= Task statement =
Pick out every line in the items below that contains the word "fretboard", and copy each of those lines.

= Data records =

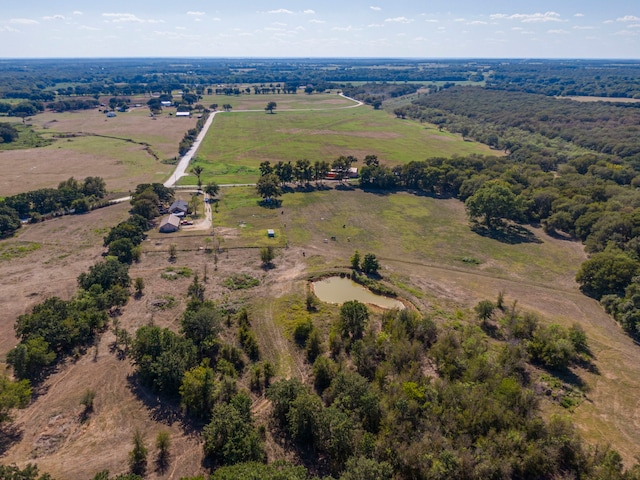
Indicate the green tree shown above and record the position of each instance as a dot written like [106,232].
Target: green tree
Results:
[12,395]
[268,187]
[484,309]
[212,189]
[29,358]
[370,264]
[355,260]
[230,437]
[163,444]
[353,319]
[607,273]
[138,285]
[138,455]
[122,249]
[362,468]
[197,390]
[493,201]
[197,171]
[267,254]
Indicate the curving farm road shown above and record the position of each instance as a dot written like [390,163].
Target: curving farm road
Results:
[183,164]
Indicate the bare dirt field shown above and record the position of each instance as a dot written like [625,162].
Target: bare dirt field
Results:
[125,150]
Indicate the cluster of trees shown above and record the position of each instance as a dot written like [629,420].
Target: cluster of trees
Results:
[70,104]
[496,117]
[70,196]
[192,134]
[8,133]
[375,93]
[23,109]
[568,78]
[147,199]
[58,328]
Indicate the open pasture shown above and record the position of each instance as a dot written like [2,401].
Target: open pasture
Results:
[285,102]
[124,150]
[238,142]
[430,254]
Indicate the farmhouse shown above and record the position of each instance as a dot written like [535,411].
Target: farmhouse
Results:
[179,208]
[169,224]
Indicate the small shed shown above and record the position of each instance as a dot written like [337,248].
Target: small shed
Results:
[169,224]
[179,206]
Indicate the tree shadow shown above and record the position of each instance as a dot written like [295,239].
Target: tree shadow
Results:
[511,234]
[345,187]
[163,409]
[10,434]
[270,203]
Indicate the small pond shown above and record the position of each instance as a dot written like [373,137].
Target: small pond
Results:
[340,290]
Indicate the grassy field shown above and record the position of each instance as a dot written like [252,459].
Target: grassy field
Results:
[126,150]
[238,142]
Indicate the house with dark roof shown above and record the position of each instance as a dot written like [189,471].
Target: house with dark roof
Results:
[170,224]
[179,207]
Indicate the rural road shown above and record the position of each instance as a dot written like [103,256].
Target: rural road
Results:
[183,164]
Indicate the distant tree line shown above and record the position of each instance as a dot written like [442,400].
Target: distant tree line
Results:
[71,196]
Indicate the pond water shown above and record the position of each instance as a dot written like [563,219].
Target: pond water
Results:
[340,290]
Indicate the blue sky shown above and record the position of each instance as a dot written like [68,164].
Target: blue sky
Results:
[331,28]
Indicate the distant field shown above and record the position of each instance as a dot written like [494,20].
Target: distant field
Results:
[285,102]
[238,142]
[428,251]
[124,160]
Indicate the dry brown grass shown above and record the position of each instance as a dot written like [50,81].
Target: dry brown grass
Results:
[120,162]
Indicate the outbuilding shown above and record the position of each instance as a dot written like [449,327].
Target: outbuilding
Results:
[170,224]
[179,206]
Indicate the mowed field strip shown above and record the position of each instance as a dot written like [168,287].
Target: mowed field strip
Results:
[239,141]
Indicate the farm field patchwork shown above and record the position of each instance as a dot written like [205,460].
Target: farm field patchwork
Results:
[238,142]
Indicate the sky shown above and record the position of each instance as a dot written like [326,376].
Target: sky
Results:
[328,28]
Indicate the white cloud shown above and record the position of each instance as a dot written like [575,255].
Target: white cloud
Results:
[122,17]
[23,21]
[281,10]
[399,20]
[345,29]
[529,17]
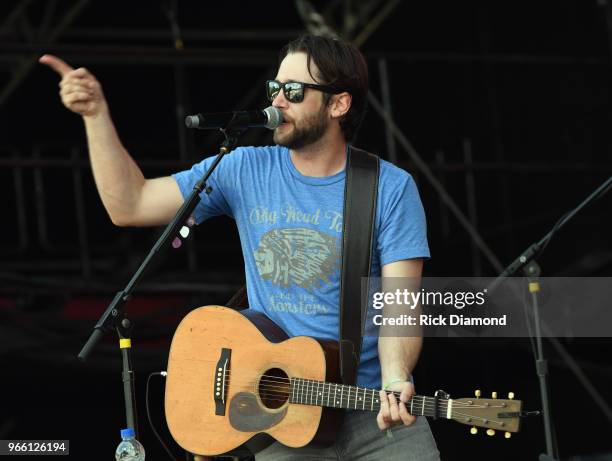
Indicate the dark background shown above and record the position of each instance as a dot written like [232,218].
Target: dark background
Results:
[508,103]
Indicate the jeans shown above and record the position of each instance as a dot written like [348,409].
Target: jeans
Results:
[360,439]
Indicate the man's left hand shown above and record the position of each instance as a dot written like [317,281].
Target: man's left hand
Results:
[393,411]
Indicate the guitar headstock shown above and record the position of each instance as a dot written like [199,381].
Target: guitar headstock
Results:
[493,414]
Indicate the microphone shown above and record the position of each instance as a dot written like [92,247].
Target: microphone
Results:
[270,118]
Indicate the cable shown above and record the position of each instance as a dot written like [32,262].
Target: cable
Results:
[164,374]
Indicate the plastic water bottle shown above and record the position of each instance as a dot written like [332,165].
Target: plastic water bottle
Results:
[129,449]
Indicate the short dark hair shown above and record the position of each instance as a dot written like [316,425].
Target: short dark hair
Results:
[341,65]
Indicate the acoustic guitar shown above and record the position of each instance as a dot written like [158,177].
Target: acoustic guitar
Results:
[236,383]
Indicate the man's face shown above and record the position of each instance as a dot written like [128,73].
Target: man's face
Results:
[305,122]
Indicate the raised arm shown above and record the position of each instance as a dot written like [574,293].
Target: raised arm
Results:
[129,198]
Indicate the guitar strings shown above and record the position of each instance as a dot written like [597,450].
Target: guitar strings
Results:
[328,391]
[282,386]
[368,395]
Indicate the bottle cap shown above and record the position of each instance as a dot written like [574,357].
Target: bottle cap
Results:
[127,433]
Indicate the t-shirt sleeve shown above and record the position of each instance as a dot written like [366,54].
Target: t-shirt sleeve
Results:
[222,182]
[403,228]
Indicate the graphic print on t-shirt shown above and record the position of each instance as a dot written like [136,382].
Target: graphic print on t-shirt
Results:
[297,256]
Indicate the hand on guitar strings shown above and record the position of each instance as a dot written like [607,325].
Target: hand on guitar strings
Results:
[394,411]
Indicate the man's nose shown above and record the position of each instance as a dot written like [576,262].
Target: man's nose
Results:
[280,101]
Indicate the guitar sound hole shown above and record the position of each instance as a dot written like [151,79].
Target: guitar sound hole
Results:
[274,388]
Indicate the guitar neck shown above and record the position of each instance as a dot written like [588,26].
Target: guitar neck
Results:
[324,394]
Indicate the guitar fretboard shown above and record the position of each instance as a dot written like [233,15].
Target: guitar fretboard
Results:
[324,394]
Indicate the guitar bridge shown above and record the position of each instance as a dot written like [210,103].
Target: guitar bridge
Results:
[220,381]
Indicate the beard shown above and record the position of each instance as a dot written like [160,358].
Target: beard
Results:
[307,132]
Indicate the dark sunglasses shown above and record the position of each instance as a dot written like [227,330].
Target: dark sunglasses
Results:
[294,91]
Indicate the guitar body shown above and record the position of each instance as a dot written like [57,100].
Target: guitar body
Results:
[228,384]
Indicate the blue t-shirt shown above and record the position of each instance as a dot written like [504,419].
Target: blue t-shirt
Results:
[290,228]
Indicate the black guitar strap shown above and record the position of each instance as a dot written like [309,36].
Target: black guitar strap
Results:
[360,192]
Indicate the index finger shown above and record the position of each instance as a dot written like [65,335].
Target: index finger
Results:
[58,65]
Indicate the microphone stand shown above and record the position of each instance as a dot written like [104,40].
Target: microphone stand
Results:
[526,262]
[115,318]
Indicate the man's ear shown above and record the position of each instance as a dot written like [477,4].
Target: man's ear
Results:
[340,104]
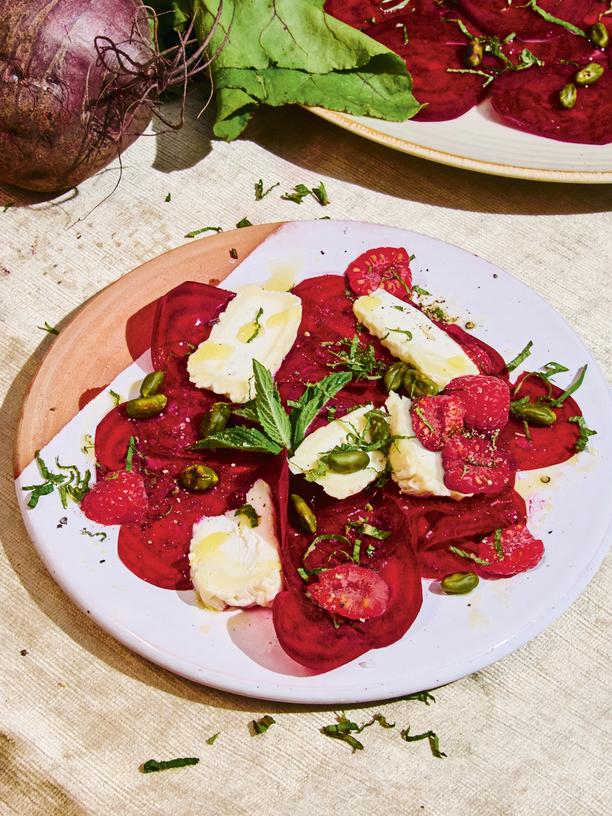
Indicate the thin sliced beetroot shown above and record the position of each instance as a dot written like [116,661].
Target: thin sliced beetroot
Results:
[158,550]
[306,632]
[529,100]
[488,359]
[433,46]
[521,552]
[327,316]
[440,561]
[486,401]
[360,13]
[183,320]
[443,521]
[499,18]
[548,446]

...

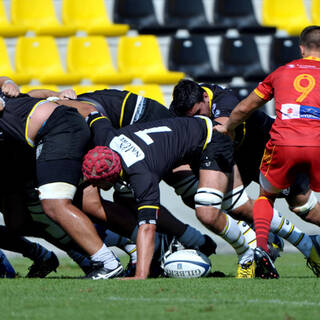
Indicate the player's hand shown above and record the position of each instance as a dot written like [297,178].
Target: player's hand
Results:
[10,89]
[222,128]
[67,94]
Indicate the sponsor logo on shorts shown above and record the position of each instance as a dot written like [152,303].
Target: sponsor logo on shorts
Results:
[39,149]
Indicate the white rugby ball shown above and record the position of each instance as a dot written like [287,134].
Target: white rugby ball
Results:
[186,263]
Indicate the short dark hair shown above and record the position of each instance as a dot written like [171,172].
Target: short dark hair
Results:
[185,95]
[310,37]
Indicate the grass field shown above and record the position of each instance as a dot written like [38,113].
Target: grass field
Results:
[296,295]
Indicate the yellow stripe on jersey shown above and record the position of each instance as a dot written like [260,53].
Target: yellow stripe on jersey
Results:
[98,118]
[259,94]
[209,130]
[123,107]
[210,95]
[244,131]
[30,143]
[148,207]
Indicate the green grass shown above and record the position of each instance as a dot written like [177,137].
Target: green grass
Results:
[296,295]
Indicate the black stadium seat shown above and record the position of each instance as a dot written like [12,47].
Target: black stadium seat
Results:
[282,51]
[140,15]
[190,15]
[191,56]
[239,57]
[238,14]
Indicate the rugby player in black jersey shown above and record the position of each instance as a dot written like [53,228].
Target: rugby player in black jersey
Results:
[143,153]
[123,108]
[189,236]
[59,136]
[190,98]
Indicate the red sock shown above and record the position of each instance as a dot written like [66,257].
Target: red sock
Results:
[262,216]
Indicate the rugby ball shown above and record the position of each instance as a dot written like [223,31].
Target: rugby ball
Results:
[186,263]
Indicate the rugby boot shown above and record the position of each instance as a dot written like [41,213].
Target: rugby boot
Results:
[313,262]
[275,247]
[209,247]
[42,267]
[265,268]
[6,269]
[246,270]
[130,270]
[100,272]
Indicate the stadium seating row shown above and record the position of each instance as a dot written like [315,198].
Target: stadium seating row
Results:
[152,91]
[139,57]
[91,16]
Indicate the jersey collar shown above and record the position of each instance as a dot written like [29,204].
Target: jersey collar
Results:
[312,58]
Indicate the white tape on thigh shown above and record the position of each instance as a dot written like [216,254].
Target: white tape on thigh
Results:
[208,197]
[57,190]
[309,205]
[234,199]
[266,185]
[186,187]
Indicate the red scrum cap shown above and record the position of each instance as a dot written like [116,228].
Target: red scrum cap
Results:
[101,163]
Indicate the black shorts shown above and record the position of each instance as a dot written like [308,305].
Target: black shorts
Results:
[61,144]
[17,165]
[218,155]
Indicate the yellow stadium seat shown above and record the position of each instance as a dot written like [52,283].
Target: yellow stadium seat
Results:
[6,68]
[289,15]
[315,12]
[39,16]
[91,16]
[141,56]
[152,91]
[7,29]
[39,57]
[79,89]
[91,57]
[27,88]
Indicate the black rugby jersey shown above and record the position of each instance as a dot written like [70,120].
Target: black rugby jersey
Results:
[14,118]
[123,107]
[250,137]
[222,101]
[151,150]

= Exercise answer =
Indicate the guitar fretboard shown above and record the position of each instance as a dot written like [233,15].
Target: guitar fretboard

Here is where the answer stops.